_WHAT YOU NEED TO DO_.
The output should match the data below line for line.

EXERCISE INPUTS below:

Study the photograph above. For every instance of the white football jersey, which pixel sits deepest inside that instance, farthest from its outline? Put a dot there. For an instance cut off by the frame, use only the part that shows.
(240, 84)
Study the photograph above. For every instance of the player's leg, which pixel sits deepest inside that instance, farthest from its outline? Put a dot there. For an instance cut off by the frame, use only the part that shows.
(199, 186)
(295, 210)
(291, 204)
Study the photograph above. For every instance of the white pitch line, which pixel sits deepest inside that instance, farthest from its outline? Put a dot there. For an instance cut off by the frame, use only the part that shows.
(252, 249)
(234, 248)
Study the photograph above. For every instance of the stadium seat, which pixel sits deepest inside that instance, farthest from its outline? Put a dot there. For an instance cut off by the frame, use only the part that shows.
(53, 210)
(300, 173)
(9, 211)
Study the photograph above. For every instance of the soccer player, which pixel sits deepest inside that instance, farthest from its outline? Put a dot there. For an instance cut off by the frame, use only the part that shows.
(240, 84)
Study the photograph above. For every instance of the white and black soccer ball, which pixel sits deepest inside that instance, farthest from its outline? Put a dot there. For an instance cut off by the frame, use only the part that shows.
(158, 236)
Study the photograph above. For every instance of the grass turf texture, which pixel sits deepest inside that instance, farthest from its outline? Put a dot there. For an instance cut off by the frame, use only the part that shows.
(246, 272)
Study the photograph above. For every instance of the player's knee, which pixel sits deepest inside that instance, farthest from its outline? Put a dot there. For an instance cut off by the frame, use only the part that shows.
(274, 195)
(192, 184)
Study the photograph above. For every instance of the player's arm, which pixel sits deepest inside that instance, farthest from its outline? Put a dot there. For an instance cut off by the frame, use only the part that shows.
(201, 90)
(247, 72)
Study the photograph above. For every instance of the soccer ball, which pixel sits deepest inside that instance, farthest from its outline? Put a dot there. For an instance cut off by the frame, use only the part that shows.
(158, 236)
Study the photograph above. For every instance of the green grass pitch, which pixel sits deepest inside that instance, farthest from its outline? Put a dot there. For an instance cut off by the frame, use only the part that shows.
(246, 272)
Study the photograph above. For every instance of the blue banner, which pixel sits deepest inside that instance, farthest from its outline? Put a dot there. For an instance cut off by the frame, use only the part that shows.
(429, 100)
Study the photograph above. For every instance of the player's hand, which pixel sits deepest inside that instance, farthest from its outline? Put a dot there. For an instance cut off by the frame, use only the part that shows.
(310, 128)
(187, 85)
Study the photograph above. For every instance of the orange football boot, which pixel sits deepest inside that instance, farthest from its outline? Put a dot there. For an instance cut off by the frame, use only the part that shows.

End of EXERCISE INPUTS.

_ANSWER TO THIS TASK_.
Study the photograph above. For every instance of the white football jersey, which pixel sits deepest inside that instance, farthest from its outline? Put a dot there. For an instance cut off by the frame, use only the part that shows.
(240, 84)
Study the photograph above. For every instance of the player's leg, which pixel sits deepest inside that instance, farthest from its outline? Put a dot there. For an instance cut off by the frame, use only the part that shows.
(199, 186)
(295, 210)
(291, 204)
Study the photograph above. For every instance of the white pitch line, which pixel sits deepest inside that instance, farthest from its outline? Put a dot there. For an instance cut off by the frame, use only the part that shows.
(252, 249)
(234, 248)
Study the photograph above. For every instance of the stadium seat, which pixel sits deepest inside that instance, farthest from its outline? Put a dot there. For an instance cut off by the frame, use only the part that shows.
(53, 210)
(300, 173)
(9, 211)
Study the photograph above. For every instance of the soccer player, which pixel sits deepest inside that instance, farthest from its outline? Put a dot there. For an instance cut off by the frame, use only the part that shows.
(240, 84)
Study the photograph above. For every instance of the white and black soccer ball, which pixel sits deepest inside that instance, farthest from its outline? Put a dot there. For an instance cut off by the frame, use only the part that shows.
(158, 236)
Study the photograph above. For every instance of the grass turf texture, which pixel sits deepest inside that instance, farthest from its outline? Put a dot there. For an instance cut off by the frame, use only the part that shows.
(246, 272)
Study the photograph above. For every instance of the player's knee, which pixel sits deepest inside that instance, farthest from its outline? Put a dot there. For an instance cut off by the frame, use only the part that shows.
(274, 195)
(192, 184)
Study the photograph above. For every instance of the player's arm, which pixel sits deepest inside that instance, farthest from its outline? Put a dot there. For an instance cut off by the frame, use only the part that shows.
(201, 90)
(247, 72)
Study the photograph above. For every instance of the soccer ball, which pixel sits deepest inside that instance, farthest from its outline? Put a dot there. For an instance cut off by the frame, use only the part that shows.
(158, 236)
Study the photograph above. For every instance of the green grass pitch, which pixel sits deepest inside that instance, farthest from its outline? Put a dot there. For an instance cut off by the frame, use only the part that shows.
(246, 272)
Study the photograph above. For every instance of the blue banner, which pixel sits deepest inside that instance, farthest from its outline? Put a dot there. For an instance cut off by the frame, use only the part that shows.
(429, 100)
Study the photograph above. For every instance of the player's hand, which pixel sits deepest inside that instance, farthest from its outline? Put a dot there. For an instance cut off by the frame, use only the part that shows.
(310, 128)
(187, 85)
Study the photograph above. For every instance of the orange football boot, which pixel sits deepest inside that instance, farthest from its outline? Put a dot there. For an instance cut off by the frame, use only the part that shows.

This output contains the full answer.